#### TEXT PASSAGE:
· · · ·
Microbial Communities and Nitrogen Transformation in Constructed Wetlands Treating Stormwater Runoff

Microbial communities play a vital role in nitrogen (N) removal in constructed wetlands (CWs). However, the lack of studies on microbial characteristics of wetland systems designed to treat stormwater demonstrates the importance of comprehensive investigation on microbial response to wetland fluctuations. Moreover, the observed inconsistency in N removal, and detected links between microbial shifts and wetland water level fluctuations is an area of research interest perculiar to stormwater applications. This study surveyed nearly 150 publications to provide a summary and evaluation of N removal efficiency in different types of CWs where microbial communities and their behavior have been correlated to regulating factors. Factors such as flow regime, plants, and physico-chemical properties (e.g., temperature, dissolved oxygen, pH, and nitrogen concentration) were found to significantly influence microbial diversity and composition. Although many studies have analyzed microbial N removal, a majority conducted their studies in bioretention systems. Accordingly, some of the microbial pathways in CWs designed for stormwater treatment have not been investigated. As such, it is suggested that pathways, such as dissimilatory nitrate reduction to ammonium (DNRA) and comammox activity and their changes over dry-wet cycles in stormwater constructed wetlands be investigated. This information could assist engineers to take advantage of the presence of other N transforming communities which could improve microbial diversity within wetland systems. Moreover, it is recommended to track microbial functional genes and their changes over wetland water fluctuation to develop an ecosystem with conditions favorable for microbial pathways with higher N removal potential. In conclusion, the findings of the current literature review reinforce the importance of stormwater runoff treatment and the implementation of new design strategies that are able to enhance microbial activity and diversity leading to a better treatment outcome.
· · · ·
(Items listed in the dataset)

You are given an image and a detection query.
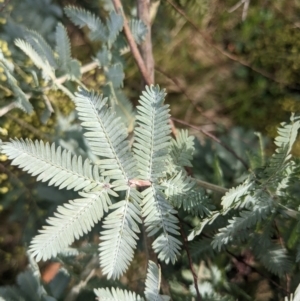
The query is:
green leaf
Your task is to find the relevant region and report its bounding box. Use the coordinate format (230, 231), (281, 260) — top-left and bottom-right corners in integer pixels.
(142, 185), (181, 264)
(1, 139), (105, 191)
(65, 6), (108, 42)
(99, 189), (142, 279)
(94, 288), (144, 301)
(75, 89), (137, 186)
(133, 86), (171, 181)
(29, 188), (111, 261)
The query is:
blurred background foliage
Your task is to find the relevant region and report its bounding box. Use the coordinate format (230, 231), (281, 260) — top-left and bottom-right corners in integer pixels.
(0, 0), (300, 300)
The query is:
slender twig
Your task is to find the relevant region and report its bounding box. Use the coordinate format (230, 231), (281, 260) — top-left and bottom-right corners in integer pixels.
(166, 0), (299, 90)
(171, 117), (249, 169)
(274, 220), (291, 294)
(179, 221), (202, 301)
(112, 0), (153, 86)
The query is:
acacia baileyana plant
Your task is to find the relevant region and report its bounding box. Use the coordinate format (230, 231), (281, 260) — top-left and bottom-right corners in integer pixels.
(2, 86), (209, 278)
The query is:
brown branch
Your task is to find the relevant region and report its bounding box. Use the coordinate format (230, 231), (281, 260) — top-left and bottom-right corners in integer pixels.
(274, 220), (291, 294)
(166, 0), (299, 90)
(112, 0), (154, 86)
(226, 250), (290, 295)
(171, 117), (249, 170)
(137, 0), (154, 83)
(178, 217), (202, 301)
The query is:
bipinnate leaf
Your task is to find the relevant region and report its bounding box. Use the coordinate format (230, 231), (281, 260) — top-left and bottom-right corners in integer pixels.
(161, 171), (210, 217)
(99, 189), (142, 279)
(94, 288), (144, 301)
(170, 130), (195, 170)
(133, 86), (171, 181)
(142, 185), (181, 263)
(221, 179), (254, 210)
(75, 89), (137, 190)
(145, 260), (170, 301)
(263, 114), (300, 183)
(65, 6), (108, 42)
(29, 191), (111, 261)
(2, 139), (104, 192)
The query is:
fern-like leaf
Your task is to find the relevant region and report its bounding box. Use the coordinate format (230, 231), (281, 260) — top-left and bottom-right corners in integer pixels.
(142, 185), (181, 263)
(75, 90), (137, 190)
(263, 115), (300, 187)
(213, 190), (274, 250)
(170, 130), (195, 169)
(161, 172), (210, 217)
(145, 260), (170, 301)
(1, 139), (109, 192)
(29, 191), (111, 261)
(221, 178), (254, 210)
(133, 86), (171, 181)
(65, 6), (108, 42)
(99, 189), (142, 279)
(94, 288), (144, 301)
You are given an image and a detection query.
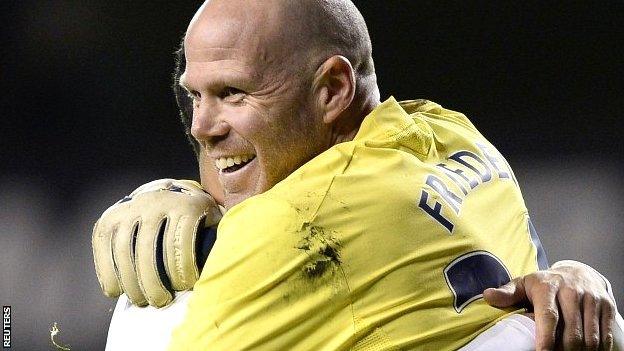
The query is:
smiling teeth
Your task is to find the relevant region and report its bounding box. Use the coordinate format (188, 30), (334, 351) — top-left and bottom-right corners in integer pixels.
(215, 155), (254, 170)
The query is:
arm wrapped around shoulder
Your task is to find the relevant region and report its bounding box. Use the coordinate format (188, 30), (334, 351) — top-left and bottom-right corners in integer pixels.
(92, 179), (222, 307)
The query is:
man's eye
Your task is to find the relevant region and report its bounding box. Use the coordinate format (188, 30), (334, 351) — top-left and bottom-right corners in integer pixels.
(219, 87), (245, 100)
(186, 91), (201, 101)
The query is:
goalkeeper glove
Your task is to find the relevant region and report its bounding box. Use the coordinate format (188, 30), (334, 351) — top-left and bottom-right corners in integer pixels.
(92, 179), (222, 307)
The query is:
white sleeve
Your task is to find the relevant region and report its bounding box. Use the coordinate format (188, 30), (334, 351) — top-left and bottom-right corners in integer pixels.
(459, 314), (535, 351)
(106, 291), (192, 351)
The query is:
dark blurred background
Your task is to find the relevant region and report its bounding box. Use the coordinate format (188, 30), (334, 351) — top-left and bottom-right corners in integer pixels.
(0, 0), (624, 350)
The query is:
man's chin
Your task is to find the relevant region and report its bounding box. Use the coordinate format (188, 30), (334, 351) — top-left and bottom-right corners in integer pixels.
(223, 192), (254, 210)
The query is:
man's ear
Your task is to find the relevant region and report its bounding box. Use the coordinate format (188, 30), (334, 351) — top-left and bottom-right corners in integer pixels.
· · · ·
#### SET OF TASKS:
A – In the abstract on constructed wetlands, about how many publications did the study survey?
B – Please translate this sentence from the abstract on constructed wetlands into Spanish: "Although many studies have analyzed microbial N removal, a majority conducted their studies in bioretention systems."

#### LIST OF ANSWERS:
A – Nearly 150 publications.

B – Aunque muchos estudios han analizado la eliminación microbiana de N, la mayoría realizó sus estudios en sistemas de biorretención.